→ Exercise requirements: Rewrite every line of the data from the line with "object=grassy hill" up to and including the line with "[0,0,750,223]", multiplying each coordinate by 1.25 and rounding to whole numbers, with halves rounded up. Give only those lines, with everything other than the coordinates left unchanged.
──────── Supplied material
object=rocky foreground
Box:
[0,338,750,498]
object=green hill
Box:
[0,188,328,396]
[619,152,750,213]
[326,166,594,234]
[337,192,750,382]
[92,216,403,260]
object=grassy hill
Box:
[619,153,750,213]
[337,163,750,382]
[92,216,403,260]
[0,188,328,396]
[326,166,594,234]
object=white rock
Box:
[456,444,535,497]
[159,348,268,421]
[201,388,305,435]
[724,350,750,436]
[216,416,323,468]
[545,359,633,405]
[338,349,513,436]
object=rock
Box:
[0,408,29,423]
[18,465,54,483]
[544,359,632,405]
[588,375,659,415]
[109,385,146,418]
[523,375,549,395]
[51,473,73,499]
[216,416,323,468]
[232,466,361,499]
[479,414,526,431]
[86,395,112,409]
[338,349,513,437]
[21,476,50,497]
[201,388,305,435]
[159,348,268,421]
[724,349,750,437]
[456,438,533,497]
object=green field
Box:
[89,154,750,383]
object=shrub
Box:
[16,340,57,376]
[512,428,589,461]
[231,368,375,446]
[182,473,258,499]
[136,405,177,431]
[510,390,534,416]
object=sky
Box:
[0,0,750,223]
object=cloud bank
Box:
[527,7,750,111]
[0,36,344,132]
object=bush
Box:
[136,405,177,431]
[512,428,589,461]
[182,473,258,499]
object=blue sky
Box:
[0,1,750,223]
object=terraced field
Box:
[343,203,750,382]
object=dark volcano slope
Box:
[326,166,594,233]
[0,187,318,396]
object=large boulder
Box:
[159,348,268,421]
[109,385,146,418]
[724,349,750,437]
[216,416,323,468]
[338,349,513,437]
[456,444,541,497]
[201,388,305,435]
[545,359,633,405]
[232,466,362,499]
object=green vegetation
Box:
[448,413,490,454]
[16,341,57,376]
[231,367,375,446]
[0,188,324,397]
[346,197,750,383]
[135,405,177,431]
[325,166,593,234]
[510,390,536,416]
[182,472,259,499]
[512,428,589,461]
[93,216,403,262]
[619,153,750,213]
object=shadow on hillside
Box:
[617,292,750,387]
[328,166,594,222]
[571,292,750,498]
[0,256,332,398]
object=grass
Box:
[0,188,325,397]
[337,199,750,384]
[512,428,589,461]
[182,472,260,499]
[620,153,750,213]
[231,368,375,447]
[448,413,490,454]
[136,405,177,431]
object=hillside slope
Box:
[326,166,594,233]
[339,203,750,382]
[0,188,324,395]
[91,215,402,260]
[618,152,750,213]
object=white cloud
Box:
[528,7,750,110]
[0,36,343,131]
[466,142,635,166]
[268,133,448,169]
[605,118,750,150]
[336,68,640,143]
────────────────
→ Result of the exercise:
object=grassy hill
Box:
[774,191,938,266]
[421,204,938,478]
[115,270,504,325]
[0,235,410,495]
[408,208,743,293]
object=white rock
Box:
[570,555,669,621]
[199,435,335,526]
[251,485,381,544]
[905,438,938,545]
[270,520,404,585]
[681,449,791,506]
[423,436,641,545]
object=rock
Box:
[0,510,36,529]
[23,581,68,604]
[680,449,790,506]
[735,469,824,519]
[136,481,183,523]
[654,469,686,494]
[64,591,91,624]
[270,520,404,585]
[290,583,451,624]
[599,518,658,539]
[108,494,140,511]
[423,436,641,546]
[26,595,63,621]
[251,485,381,544]
[199,435,335,526]
[905,436,938,546]
[570,548,666,621]
object=green field
Box:
[111,193,938,479]
object=shrub
Box:
[20,425,71,470]
[640,535,736,576]
[289,460,469,558]
[228,591,323,624]
[170,506,221,539]
[638,488,668,520]
object=sky
Box:
[0,0,938,279]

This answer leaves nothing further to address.